### Assignment
Can you render only the stretch of the listing from its start through the line containing "box: [249, 846, 707, 963]" as a Markdown table, with a "Row" column holding the row number and an "Entry" column holding the line, leaving out blank lines?

===== Source material

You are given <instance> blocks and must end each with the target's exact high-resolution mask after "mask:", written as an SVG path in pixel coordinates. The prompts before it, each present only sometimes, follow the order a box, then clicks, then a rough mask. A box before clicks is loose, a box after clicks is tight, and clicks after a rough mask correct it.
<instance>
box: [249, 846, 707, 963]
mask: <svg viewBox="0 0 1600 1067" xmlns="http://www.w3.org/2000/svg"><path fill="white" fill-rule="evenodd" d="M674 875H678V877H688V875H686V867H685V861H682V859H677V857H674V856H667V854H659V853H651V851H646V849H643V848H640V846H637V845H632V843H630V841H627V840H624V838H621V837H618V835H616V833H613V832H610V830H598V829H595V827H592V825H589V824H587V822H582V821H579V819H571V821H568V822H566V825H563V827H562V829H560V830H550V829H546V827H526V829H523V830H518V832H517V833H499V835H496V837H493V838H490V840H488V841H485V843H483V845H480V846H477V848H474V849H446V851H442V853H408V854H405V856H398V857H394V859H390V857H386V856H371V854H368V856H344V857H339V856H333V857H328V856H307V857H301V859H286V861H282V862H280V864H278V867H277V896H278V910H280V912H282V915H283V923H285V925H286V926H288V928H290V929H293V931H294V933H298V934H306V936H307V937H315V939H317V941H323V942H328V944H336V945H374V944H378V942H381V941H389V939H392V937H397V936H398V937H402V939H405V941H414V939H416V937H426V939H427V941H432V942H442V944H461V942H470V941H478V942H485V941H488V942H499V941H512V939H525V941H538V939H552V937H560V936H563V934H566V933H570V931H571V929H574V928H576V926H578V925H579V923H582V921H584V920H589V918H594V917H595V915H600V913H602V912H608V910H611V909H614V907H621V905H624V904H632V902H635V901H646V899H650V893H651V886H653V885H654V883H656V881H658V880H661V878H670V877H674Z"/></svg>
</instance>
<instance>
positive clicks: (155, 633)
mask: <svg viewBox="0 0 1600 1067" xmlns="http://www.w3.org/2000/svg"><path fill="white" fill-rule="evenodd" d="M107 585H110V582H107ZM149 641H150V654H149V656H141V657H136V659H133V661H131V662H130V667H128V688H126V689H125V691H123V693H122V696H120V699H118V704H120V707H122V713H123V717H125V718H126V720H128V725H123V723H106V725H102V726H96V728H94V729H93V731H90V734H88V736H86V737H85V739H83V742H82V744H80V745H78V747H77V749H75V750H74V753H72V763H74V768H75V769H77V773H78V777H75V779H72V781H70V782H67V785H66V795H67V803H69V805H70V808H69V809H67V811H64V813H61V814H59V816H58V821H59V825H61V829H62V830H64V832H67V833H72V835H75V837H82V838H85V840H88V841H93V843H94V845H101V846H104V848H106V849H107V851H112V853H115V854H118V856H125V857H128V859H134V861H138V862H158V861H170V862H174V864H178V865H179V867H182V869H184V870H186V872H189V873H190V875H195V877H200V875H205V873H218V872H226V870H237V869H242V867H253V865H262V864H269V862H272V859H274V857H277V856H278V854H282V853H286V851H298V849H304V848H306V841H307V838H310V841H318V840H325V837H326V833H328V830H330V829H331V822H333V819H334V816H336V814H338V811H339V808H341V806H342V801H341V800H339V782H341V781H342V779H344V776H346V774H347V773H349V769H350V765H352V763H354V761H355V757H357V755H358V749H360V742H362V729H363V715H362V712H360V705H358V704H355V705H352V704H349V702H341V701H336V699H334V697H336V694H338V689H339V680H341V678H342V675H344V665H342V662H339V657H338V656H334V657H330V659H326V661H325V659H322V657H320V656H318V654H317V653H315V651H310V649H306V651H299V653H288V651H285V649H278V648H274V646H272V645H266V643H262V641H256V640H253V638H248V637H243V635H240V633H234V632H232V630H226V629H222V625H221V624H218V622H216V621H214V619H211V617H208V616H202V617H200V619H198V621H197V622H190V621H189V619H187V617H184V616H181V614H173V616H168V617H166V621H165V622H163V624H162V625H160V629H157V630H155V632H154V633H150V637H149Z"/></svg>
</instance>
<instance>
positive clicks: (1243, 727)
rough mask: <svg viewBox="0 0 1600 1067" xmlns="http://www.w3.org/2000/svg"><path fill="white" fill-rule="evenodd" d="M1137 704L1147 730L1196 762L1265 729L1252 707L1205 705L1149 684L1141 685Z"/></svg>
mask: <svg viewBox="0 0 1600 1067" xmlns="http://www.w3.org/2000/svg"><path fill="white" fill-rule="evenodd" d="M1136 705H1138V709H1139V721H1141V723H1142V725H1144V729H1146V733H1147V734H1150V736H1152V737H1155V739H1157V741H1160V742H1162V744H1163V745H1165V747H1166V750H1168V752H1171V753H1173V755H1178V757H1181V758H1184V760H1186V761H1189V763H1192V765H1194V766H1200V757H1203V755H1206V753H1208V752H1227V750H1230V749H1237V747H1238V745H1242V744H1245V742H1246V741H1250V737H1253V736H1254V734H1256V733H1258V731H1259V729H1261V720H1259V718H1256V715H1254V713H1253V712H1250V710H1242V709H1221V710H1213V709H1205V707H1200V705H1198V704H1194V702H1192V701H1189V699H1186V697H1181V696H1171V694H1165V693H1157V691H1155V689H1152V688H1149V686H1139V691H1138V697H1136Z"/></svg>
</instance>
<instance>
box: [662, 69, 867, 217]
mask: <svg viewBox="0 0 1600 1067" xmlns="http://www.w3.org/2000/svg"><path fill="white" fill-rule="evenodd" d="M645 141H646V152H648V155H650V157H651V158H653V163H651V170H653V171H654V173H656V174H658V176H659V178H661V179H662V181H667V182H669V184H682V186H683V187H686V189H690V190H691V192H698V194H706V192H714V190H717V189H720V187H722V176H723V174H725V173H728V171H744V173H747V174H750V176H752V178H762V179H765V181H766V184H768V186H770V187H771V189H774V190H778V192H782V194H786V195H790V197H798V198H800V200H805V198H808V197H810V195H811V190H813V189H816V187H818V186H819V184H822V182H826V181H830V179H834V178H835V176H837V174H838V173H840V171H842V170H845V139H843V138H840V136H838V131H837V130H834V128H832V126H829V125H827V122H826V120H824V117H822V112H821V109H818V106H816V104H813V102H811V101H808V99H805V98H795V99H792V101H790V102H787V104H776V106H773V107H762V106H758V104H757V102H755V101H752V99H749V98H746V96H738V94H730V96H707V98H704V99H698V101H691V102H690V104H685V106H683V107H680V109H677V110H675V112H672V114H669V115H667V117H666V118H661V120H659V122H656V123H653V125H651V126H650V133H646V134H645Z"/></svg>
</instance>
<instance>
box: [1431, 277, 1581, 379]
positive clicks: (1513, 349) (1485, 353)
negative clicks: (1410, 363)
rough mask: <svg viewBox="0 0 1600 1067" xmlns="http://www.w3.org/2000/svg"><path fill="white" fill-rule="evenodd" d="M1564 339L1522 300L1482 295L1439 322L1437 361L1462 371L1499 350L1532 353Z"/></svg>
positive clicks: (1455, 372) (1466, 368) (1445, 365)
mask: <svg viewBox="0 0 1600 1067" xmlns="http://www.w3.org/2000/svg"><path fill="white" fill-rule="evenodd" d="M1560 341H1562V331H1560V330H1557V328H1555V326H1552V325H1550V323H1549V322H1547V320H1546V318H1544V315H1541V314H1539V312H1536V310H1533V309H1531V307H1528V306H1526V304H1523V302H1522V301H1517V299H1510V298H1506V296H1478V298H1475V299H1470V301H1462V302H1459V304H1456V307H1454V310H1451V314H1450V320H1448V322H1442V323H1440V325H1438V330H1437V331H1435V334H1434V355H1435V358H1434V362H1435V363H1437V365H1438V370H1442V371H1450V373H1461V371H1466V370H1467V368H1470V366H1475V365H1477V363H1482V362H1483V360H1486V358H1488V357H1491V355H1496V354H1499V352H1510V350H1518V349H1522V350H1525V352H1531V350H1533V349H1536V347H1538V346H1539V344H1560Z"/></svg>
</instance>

==========

### Answer below
| Row | Entry |
|---|---|
| 1 | You are given <instance> blocks and must end each with the target's exact high-resolution mask after "mask:", written as an SVG path in pixel coordinates. The prompts before it, each present only sometimes, follow the order a box, then clicks, then a rough mask. A box before clicks is loose, a box after clicks is tight, and clicks after a rough mask correct it. |
| 2 | <instance> |
| 3 | box: [249, 846, 707, 963] |